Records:
+--

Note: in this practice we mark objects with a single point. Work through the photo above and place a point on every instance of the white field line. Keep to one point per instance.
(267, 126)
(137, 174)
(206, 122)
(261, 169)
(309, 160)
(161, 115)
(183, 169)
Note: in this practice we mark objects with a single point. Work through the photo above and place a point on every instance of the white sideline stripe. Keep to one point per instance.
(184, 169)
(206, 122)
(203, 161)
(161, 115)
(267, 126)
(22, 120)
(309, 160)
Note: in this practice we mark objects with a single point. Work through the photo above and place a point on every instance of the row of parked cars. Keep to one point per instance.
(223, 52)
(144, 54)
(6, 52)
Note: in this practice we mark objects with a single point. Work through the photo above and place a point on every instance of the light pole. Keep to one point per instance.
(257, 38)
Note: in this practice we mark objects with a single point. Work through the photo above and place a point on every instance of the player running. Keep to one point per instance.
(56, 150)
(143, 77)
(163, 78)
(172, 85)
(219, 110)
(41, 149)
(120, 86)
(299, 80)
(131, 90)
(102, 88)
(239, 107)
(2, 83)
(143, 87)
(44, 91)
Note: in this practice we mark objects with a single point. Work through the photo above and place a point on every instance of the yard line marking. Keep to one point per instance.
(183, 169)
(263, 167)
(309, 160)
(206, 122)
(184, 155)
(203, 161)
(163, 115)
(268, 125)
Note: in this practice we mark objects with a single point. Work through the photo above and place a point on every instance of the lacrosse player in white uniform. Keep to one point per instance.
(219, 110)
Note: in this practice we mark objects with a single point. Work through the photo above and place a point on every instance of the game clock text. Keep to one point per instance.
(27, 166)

+--

Work to do: Reproduce all of the data above verbatim, line by line.

Answer to the task:
Note: in this practice we mark objects with a single point. Work through the photo above and place a point on every instance of the white field line. Keep to one point per instance.
(267, 126)
(137, 174)
(206, 122)
(261, 169)
(309, 160)
(161, 115)
(183, 169)
Note: in this practice we mark objects with a single point. Work through the photo above and place a point on every instance of the white sideline stripe. Keep to one point per instance.
(184, 169)
(206, 122)
(203, 161)
(161, 115)
(267, 126)
(22, 120)
(309, 160)
Note: in this practice we mark objects with a single point. Work through the photo above and place a point on every instance of the row of parked cars. Keep to one point per instance.
(223, 52)
(144, 54)
(6, 52)
Note: in this practice we mark objects with a single point. Work through the photo above and place a point on every instance of the light pole. Keep to one point per instance.
(257, 38)
Note: in this practice we mark objects with a single point. Work through the photo above and place a point on every instance of the player running. Keep to one point per instance.
(56, 150)
(143, 77)
(163, 78)
(172, 85)
(219, 110)
(41, 149)
(120, 86)
(299, 80)
(131, 90)
(102, 88)
(239, 107)
(2, 83)
(143, 87)
(44, 91)
Note: in this practice we mark objects with a single point. Work through the photo above and place a point on every instance of the yard line marking. Keep to one point per instance.
(183, 169)
(263, 167)
(309, 160)
(206, 122)
(184, 155)
(203, 161)
(163, 115)
(268, 125)
Note: in this practice we mark objects with a single point. Work through the photo above and place a point on every instance of the lacrosse player in white uniform. Keep to one point per instance.
(219, 110)
Note: in this practice we mark objects with a single point. Work through the photo above and place a point on every instance of the game clock text. Keep to one point per instance.
(27, 166)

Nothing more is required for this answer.